In the records below, find the line with "A colleague bet me the green", then copy each line exactly until you have copied the line with "A colleague bet me the distant". Leave any picture out.

### Dataset entries

::::::

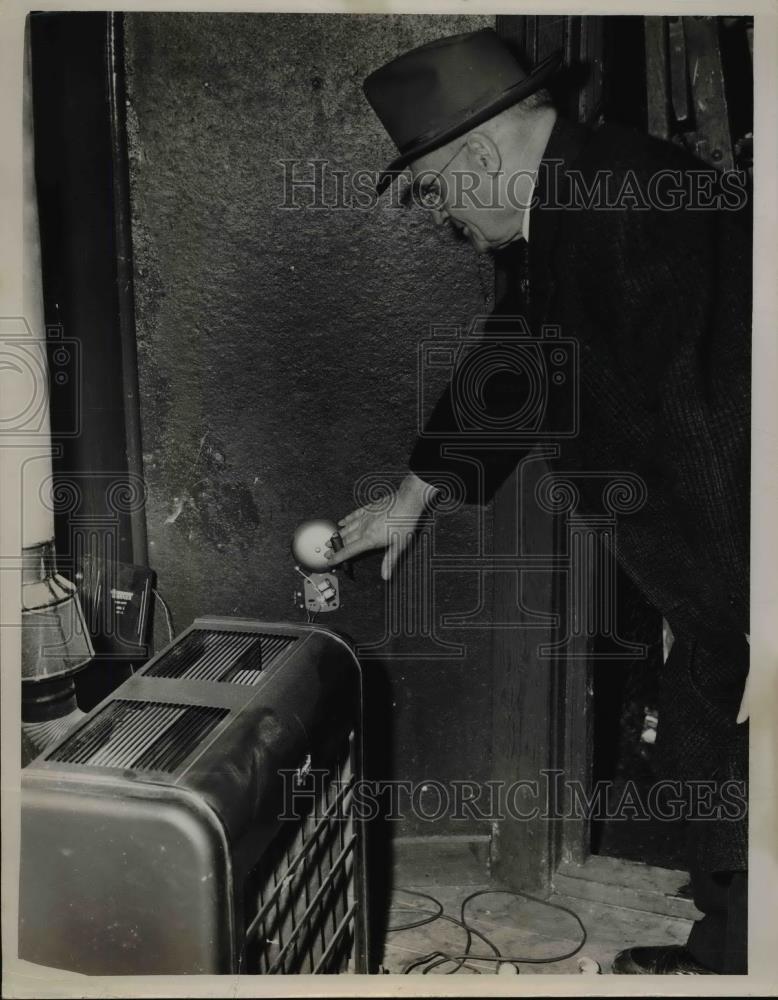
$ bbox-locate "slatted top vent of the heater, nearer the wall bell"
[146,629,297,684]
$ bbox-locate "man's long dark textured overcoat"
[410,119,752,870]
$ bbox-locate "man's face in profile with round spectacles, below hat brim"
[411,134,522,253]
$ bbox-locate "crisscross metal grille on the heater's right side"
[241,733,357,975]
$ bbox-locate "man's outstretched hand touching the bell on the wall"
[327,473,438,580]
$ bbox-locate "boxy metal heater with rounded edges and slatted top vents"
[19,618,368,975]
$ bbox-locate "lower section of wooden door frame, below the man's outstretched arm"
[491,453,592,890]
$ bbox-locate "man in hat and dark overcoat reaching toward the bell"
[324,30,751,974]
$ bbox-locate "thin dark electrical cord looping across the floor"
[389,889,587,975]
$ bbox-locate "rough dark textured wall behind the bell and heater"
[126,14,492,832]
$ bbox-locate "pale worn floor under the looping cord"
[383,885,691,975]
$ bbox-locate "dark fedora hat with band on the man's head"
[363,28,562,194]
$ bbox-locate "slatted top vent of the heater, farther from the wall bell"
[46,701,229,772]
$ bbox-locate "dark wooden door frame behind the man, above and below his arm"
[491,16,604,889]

::::::

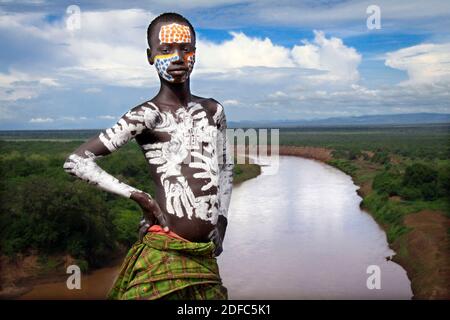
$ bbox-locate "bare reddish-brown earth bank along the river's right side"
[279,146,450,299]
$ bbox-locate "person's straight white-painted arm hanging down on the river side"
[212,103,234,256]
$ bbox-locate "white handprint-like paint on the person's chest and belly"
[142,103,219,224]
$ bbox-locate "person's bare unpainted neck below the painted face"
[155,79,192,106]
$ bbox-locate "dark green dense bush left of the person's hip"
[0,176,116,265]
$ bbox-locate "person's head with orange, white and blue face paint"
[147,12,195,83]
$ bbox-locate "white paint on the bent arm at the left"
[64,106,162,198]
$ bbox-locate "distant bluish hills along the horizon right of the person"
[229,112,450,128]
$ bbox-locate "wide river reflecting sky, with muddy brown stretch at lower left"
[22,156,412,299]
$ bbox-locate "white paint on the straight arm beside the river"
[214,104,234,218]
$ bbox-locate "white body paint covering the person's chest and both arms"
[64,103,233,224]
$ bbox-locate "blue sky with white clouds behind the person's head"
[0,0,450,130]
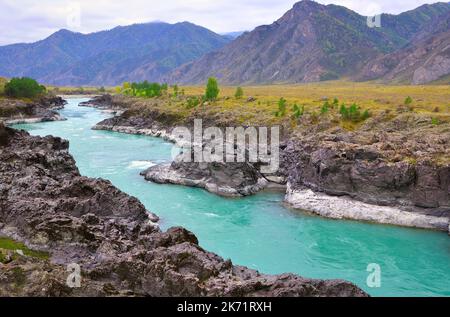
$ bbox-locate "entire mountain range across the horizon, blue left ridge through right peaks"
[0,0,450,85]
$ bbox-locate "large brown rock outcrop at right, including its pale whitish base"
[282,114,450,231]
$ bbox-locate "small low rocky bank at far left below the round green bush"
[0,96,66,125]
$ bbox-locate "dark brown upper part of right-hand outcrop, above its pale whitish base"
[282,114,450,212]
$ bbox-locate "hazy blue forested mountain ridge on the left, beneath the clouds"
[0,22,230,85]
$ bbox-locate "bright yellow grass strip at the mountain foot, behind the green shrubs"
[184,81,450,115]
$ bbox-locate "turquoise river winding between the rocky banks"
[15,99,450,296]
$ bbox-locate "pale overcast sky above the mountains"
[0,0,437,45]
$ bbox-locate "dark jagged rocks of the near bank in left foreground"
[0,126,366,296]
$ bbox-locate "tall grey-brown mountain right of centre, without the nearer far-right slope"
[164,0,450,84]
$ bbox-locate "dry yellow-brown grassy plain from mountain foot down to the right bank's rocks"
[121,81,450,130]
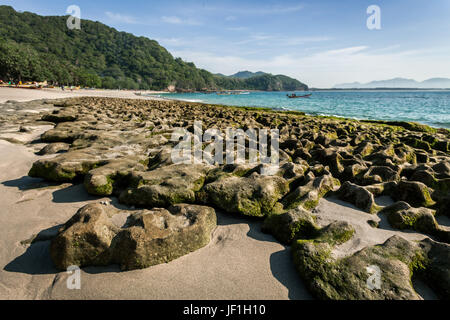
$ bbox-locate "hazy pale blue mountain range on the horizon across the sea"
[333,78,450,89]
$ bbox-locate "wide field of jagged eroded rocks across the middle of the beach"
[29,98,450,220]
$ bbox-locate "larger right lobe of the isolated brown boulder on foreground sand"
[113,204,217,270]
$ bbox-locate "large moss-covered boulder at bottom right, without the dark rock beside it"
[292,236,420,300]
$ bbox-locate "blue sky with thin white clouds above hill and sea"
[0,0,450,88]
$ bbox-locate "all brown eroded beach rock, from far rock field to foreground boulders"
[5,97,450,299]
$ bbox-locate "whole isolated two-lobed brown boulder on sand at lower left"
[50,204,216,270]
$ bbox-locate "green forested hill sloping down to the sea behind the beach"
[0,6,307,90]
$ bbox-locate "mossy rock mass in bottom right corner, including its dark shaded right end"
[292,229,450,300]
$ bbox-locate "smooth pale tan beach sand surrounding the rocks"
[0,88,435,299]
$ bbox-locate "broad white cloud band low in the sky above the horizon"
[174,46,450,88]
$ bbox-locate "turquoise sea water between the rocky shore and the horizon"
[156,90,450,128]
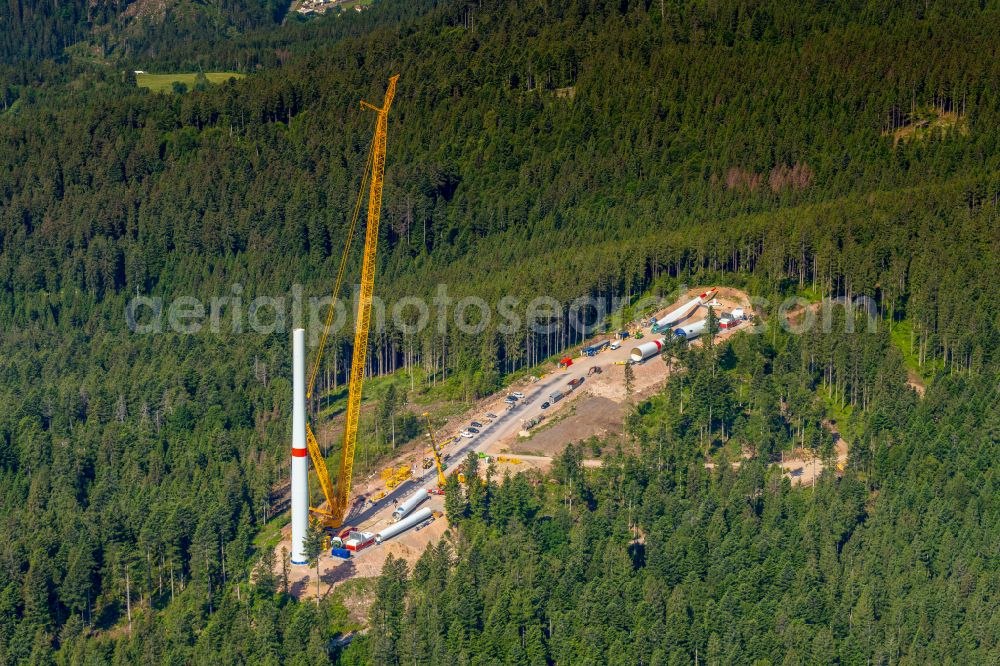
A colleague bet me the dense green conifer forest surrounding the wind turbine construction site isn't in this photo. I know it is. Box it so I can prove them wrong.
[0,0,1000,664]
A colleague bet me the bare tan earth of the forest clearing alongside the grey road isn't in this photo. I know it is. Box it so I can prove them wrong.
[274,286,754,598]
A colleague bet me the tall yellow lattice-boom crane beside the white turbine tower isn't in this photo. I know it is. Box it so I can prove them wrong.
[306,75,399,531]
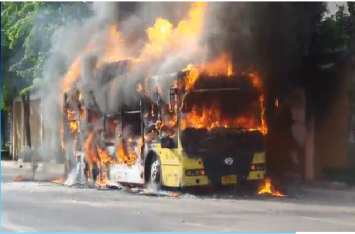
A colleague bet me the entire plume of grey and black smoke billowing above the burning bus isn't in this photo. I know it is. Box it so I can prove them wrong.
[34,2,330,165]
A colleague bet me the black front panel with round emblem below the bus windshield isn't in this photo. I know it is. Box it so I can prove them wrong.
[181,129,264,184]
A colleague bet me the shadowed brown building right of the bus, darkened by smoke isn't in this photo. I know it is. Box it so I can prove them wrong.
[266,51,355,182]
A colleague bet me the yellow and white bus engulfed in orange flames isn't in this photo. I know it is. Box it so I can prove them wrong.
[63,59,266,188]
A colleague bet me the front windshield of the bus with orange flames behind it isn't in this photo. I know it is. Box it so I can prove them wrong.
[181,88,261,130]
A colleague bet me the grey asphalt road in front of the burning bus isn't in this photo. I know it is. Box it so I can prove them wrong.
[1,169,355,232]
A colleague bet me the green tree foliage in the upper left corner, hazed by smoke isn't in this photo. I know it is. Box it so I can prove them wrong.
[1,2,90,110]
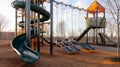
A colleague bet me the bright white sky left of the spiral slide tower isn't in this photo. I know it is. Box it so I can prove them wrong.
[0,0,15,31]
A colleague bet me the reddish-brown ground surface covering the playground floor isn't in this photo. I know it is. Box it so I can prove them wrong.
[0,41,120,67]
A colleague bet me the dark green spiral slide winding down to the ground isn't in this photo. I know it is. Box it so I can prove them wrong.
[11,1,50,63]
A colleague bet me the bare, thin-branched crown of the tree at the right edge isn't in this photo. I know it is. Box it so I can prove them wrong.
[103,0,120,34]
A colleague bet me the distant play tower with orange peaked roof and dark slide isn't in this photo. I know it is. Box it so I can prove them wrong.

::::::

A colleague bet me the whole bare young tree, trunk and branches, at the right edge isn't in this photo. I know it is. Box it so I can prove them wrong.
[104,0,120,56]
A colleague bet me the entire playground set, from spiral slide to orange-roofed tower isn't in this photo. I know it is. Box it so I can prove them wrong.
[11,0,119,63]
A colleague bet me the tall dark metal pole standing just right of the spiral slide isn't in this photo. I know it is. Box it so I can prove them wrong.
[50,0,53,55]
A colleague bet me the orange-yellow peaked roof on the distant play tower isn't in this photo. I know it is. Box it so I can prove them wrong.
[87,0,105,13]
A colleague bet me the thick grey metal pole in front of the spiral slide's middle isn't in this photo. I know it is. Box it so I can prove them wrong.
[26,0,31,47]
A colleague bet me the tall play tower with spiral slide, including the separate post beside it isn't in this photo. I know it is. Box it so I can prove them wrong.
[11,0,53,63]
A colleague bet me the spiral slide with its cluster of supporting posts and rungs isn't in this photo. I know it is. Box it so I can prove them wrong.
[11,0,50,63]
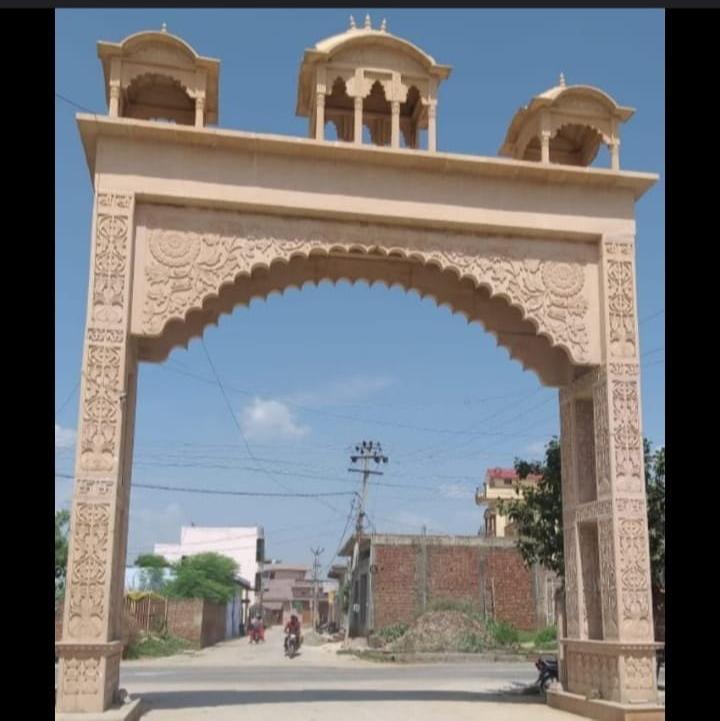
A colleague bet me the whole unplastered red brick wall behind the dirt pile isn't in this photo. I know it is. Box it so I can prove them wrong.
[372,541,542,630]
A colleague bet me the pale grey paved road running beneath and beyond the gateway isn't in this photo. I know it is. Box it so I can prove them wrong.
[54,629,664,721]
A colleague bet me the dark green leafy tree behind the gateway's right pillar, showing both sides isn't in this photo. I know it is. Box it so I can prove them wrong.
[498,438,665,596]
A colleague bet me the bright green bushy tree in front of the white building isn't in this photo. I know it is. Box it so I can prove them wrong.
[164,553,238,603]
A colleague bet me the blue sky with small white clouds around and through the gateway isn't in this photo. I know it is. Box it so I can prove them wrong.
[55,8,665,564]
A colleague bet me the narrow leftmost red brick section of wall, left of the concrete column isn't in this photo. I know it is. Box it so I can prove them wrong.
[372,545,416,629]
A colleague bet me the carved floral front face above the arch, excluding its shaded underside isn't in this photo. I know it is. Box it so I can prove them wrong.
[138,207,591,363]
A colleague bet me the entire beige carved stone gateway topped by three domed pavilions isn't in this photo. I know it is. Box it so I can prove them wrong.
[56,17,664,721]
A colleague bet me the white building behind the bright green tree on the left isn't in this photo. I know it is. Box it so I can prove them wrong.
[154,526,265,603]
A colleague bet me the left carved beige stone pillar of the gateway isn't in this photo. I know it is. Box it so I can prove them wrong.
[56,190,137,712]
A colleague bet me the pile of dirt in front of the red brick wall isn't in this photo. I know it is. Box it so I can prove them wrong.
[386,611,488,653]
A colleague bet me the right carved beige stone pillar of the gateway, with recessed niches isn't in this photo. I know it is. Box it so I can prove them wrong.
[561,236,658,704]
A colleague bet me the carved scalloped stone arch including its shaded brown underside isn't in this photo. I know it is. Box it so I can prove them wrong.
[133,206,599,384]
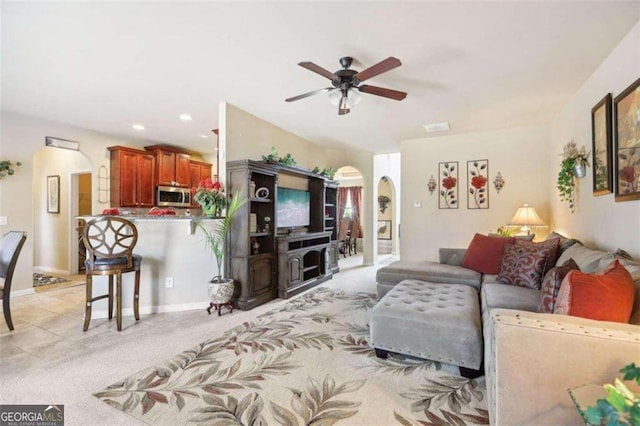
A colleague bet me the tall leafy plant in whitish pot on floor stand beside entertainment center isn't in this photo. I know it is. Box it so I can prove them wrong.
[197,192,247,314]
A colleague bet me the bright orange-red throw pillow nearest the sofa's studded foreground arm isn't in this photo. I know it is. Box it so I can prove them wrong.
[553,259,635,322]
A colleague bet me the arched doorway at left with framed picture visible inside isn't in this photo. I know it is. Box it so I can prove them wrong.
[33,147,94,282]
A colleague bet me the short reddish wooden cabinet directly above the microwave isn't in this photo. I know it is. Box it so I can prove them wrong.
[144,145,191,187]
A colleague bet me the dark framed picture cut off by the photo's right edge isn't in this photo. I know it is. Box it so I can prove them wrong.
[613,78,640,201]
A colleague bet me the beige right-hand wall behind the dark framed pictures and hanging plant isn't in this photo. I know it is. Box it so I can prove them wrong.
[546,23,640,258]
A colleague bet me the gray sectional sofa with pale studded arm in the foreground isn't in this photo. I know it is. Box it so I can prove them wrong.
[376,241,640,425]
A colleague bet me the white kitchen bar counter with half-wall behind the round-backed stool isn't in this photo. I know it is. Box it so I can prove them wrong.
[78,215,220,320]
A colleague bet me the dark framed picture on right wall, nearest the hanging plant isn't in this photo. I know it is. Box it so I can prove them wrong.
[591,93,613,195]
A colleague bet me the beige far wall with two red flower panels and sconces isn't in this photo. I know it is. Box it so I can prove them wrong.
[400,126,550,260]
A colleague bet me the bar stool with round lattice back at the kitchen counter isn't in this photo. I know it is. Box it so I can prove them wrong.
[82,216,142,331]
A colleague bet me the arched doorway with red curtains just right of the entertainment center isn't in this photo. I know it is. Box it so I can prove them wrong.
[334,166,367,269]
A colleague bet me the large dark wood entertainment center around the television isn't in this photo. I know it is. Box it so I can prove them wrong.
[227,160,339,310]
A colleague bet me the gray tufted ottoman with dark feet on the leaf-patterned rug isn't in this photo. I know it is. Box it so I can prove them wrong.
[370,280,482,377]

::::::

### Task output
A colleague bet me the green tree foliage in the upper left corner, hazed by smoke isn't in this photo. I know it is. Box it so I can prove them wrong.
[1,2,90,110]
A colleague bet me the bright white sky left of the spiral slide tower isn't in this photo. I know it is. Box it so I can prove them wrong.
[0,0,15,31]
A colleague bet me the reddish-brown ground surface covering the playground floor isn't in this photo. I know it is. Box it so I can prove them wrong.
[0,41,120,67]
A colleague bet me the dark green spiral slide winding down to the ground isn't in this photo. I know it is. Box it so I can prove them wrong.
[11,1,50,63]
A colleague bet me the bare, thin-branched crown of the tree at the right edge isn't in this photo. I know it is. Box it so I can prove them wrong.
[103,0,120,34]
A colleague bet me the distant play tower with orange peaked roof and dark slide isn't in this photo. I know it is. Box it so I can prove them wrong.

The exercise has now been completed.